* Consigne 1:
Réécrivez tous les enregistrements ci-dessous en remplaçant « shrub » par « bush » sans rien changer d'autre, et laissez les images hors de votre réponse.
==================================================
Salut Tout le monde.

J'ai également essayé Total Media Converter. Mais sur 5 mkv, il n'a bien voulu en convertir qu'un seul... Tout les autres ont terminé en "failed to convert"...

Pourtant, je n'ai même pas changé les paramètres d'encodage...

Chez vous, ca marche à tous les coups ?


----------



## Giulietta26 (15 Novembre 2010)

J'ajoute ma pierre à l'édifice:

J'ai téléchargé les presets suivants permettant un encodage optimal pour les derniers iBidules avec Handbrake 0.9.4 le dernier en date pour Intel64bit:
http://lifehacker.com/5572037/handbrake-presets-for-your-new-ipad-or-iphone-4

Pour l'ATV2, avec une source .mkv en 720P ou 1080P j'opte pour le preset 720P, sans rien changer, si ce n'est prendre l'encodage audio AAC CoreAudio en Dolby ProLogic2 avec 160 kbps.  Perso ça marche nickel avec mes petit Core2Duo, le résultat est vraiment bon.


Et vive l'ATV 

PS: Location de Freddy et Astroboy le WE dernier ça marche nickel.
==================================================
* Consigne 2:
Rédigez la suite de l'extrait sur la conversion des fichiers mkv.

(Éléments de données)
==================================================
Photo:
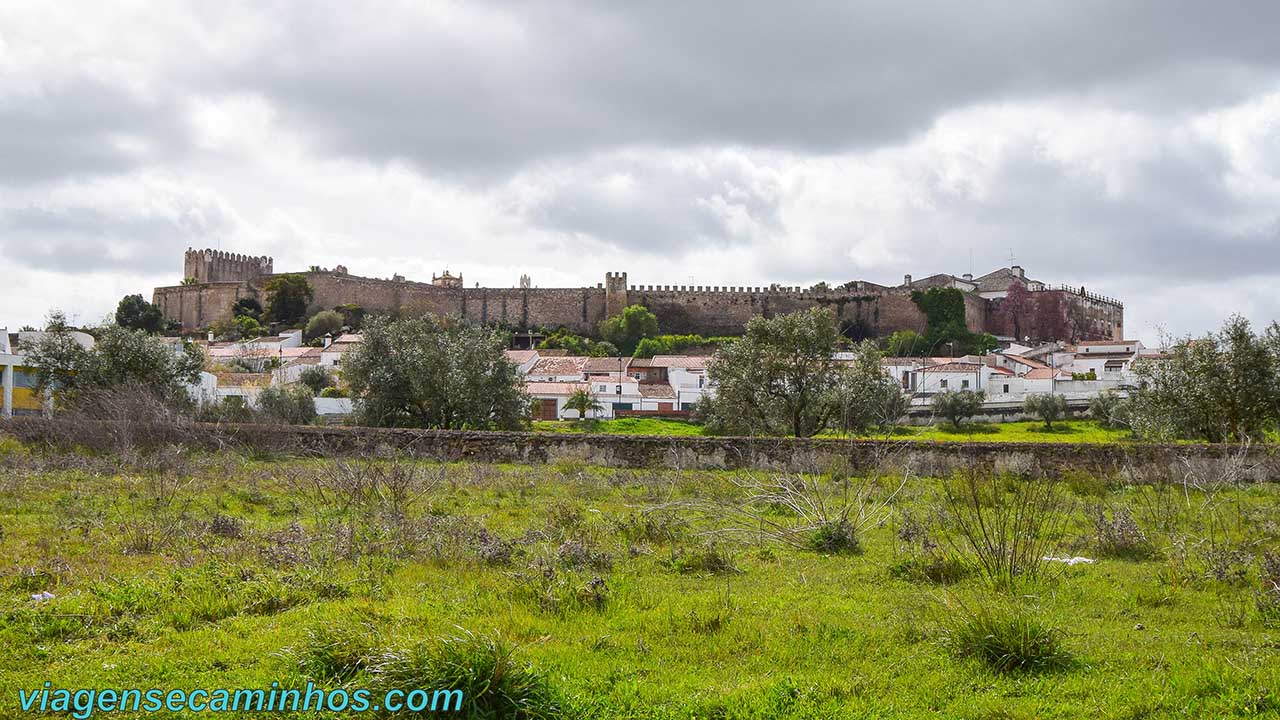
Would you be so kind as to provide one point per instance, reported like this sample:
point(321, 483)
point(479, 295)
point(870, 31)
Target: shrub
==================================================
* Résultat 1:
Photo:
Would you be so kind as to provide one point per instance, reported like this sample:
point(321, 483)
point(479, 295)
point(870, 31)
Target: bush

* Résultat 2:
----------



## alexamo (15 Novembre 2010)

Merci Giulietta26
je vais tester ça tout de suite...!
Dans Handbrake, il y a déjà un preset pour apple TV. Tu l'as essayé ?


----------



## fpoil (16 Novembre 2010)

kunarks a dit:


> tu parles de la carte crystal HD ? C'est vraiment efficace ? Si oui je commande !
> 
> J'attends des retours sur son efficacité !
> 
> ...



OUI sous xbmc uniquement, la meilleure combinaison actuellement c'est xbmc dharma beta 2 / driver crystalHD r156... (je parle en novlangue désolé )

1080p même à gros débits


----------



## Giulietta26 (16 Novembre 2010)

alexamo a dit:


> Merci Giulietta26
> je vais tester ça tout de suite...!
> Dans Handbrake, il y a déjà un preset pour apple TV. Tu l'as essayé ?


De rien.

Pour répondre à ta question, non et de mémoire il me semble qu'en sortie le format image n'est pas HD 720P, mais du niveau DVD 960x540 à 30 i/s, à confirmer.

En fait je t'avoue, que la version Handbrake actuelle avec ses presets d'origine  étant sortie avant l'ATV2, j'ai supposé que le preset ATV correspondait aux exigences de l'ATV1 et que le 720P n'étant pas défini dans la règle d'encodage.

Je tiens à préciser que l'ATV1 est capable de lire du HD 1280x720 (720P) mais uniquement en 24 i/s.


Bonne soirée aux ATVistes


----------



## alexamo (17 Novembre 2010)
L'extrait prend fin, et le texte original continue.